> _Tâches à faire_:
1. Selon le texte sur les infrastructures en territoire en conflit, depuis combien de temps la Casamance est-elle frappée par un conflit armé ?
2. Produisez en CSV à deux colonnes, texte et réponse, les enregistrements compris entre la ligne qui contient "the woman's smiling" et celle qui contient "[(153, 508)]", bornes incluses. Chaque rangée associe un texte à sa réponse, chacun dans un champ entre guillemets, avec les sauts de ligne remplacés par des espaces.
### Bloc de texte
Les enjeux de l’implantation d’infrastructures dans un territoire en conflit

Le continent africain est considéré depuis bien avant les indépendances comme un continent sous-développé, où la pauvreté et la misère gagnent de plus en plus du terrain. Une des principales caractéristiques de ce continent est sans nul doute ses multiples conflits sociopolitiques qui entravent son développement malgré ses potentialités. Les exemples sont nombreux : Guinée Bissau, Tchad, République Démocratique du Congo, Rwanda, Somalie… Tous ces pays sont marqués par une carence très profonde en infrastructures, pilier de tout développement. Les disparités régionales et sous-régionales sont importantes. Elles se mesurent d’une part à travers les infrastructures qui y sont implantées. Le manque d’infrastructures favorise des frustrations qui peuvent se transformer en rébellion. Par ailleurs, dans un territoire en conflit, le nombre d’infrastructures diminue au fur et à mesure que l’on va vers les zones les plus affectées. Ainsi, la majeure partie de ces pays et régions en conflit se caractérisent par un déficit notoire en infrastructures et services, malgré leurs potentialités.

La question des conflits constitue une préoccupation majeure pour les états africains. En effet, depuis quelques décennies, l’Afrique à travers l’Union Africaine (UA) s’est engagée dans un processus de résolution des crises qui entravent son développement. En Afrique de l’Ouest, l’implication des pays limitrophes qui jouent souvent le rôle d’intermédiaire a apporté des résultats plus ou moins concluants dans la résolution des conflits. Le Burkina Faso l’a été pour la Côte d’Ivoire et la Guinée Conakry, le Sénégal pour la Mauritanie, la Guinée Bissau, et la Guinée Conakry, la Guinée Bissau et la Gambie pour la Casamance. Cette dernière est frappée depuis trois décennies par un conflit armée qui ne cesse de tirer en longueur. Les conséquences sur le plan socio-économiques sont importantes. Les infrastructures qui constituent un des facteurs de paix, de stabilité et surtout de développement sont absentes. Elles sont au début et à la fin de tout développement.  D’ailleurs, c’est dans cette dynamique d’implantation d’infrastructures que se sont lancés l’Etat du Sénégal, la municipalité et ses partenaires au développement. Idem pour l’Afrique de l’Ouest à travers la mise en place d’institutions sous- régionales comme l’UEMOA et la CEDEAO. A cela s’ajoute dans un cadre plus vaste le NEPAD qui prône pour les infrastructures. Ces dernières favorisent l’intégration sous-régionale à l’image de la route de la Communauté Économique de Etats de l’Afrique de l’Ouest (CEDEAO), (l’axe Ziguinchor-Bissau). Par ailleurs, le choix de la ville de Ziguinchor par les européens qui l’explorent au XVII siècle repose sur son caractère estuaire. A partir du XVIe siècle, une nouvelle génération de villes apparut. Cette fois-ci, elles sont suscitées par les puissances européennes implantées en Afrique. De ce fait, elles sont différentes des anciennes à plusieurs titres. Par rapport à la situation géographique, ces nouvelles villes, à quelques exceptions près, ont été installées sur la côte, le long des cours d’eau et des îles (VENNETIER P. 1987), alors que les anciennes sont presque développées à l’intérieur du continent. Quant au site, beaucoup de villes coloniales ont été implantées sur des reliefs plats, « si plat que le marécage est un élément fréquent de la topographie urbain, qui limite la ville ou oppose à son extension, un genre difficile à surmonter » écrit (DRESCH J. 1950).
######
### Données
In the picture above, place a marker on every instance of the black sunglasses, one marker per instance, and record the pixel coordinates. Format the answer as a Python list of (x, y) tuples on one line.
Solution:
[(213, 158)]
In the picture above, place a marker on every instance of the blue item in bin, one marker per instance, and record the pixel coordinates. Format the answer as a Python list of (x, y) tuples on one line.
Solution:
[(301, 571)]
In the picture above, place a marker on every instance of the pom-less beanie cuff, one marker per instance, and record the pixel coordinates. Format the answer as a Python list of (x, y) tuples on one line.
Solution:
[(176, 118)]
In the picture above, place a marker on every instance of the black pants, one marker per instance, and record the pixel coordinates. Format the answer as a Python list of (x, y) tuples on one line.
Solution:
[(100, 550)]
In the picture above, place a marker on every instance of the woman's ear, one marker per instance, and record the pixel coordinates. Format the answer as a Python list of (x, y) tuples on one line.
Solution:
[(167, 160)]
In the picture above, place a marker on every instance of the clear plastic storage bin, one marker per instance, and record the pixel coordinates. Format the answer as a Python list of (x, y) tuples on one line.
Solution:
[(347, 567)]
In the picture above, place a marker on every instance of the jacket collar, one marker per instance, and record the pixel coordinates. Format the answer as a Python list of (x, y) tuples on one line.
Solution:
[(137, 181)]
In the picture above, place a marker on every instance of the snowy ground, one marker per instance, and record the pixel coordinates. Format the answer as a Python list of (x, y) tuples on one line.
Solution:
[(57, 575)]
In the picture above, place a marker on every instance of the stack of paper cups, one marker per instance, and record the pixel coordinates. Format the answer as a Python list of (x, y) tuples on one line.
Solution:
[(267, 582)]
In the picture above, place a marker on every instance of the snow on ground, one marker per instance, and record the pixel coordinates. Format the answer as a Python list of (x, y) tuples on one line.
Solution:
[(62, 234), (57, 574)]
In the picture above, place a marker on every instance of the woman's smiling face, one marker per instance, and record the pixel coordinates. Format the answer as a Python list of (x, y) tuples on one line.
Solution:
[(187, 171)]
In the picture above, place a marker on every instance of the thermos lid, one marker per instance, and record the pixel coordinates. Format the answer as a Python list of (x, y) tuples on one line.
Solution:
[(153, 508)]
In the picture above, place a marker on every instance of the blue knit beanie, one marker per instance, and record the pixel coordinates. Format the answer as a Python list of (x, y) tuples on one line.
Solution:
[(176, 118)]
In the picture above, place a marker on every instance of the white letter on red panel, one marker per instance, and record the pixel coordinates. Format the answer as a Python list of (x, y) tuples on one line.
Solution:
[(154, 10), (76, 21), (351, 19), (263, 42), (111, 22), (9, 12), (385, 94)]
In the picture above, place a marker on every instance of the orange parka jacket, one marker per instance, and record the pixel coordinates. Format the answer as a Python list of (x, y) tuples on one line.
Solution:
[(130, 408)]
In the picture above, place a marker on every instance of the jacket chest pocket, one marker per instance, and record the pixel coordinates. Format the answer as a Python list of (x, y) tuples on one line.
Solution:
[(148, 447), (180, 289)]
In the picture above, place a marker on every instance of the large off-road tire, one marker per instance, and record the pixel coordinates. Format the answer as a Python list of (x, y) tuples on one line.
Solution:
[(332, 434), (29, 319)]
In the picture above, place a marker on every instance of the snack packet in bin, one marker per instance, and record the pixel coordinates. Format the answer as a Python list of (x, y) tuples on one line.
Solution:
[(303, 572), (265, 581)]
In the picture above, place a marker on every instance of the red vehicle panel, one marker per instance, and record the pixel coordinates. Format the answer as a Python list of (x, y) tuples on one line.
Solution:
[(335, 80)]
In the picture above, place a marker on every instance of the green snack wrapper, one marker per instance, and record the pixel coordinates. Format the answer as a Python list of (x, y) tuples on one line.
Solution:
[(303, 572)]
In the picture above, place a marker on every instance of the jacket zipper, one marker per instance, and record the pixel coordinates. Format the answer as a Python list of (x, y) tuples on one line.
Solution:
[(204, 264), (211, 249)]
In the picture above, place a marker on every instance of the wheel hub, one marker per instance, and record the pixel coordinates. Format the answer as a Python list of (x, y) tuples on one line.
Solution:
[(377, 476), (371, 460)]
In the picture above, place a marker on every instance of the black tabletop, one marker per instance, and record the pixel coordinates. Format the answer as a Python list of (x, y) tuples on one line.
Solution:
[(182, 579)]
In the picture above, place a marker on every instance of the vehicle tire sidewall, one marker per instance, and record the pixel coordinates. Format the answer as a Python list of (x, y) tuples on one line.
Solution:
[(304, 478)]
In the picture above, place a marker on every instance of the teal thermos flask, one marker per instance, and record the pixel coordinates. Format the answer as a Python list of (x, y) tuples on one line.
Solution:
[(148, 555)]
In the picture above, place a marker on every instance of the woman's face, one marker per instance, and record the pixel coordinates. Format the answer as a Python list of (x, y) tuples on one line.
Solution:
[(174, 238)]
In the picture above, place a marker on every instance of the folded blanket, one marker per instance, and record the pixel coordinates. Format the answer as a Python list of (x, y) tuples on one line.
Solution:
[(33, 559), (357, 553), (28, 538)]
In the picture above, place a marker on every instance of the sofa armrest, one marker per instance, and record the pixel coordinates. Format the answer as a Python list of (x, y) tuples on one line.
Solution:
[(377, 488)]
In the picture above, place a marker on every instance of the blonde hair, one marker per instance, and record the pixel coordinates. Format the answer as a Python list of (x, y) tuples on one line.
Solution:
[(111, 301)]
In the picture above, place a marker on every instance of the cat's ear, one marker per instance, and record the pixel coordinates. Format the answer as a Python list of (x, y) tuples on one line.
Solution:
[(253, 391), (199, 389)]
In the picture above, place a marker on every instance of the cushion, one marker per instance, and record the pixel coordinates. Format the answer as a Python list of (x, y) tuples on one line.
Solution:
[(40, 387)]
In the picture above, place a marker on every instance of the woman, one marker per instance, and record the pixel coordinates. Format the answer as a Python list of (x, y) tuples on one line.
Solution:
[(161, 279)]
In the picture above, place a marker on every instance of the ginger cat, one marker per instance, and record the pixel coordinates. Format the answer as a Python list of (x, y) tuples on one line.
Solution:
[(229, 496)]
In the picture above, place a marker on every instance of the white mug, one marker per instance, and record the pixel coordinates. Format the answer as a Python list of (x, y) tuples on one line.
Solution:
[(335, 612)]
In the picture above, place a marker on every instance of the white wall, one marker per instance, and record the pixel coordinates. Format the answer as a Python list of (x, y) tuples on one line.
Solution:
######
> _Réponses ordonnées_:
1. Depuis trois décennies.

2.
texte,réponse
"In the picture above, place a marker on every instance of the woman's smiling face, one marker per instance, and record the pixel coordinates. Format the answer as a Python list of (x, y) tuples on one line. Solution:","[(187, 171)]"
"In the picture above, place a marker on every instance of the thermos lid, one marker per instance, and record the pixel coordinates. Format the answer as a Python list of (x, y) tuples on one line. Solution:","[(153, 508)]"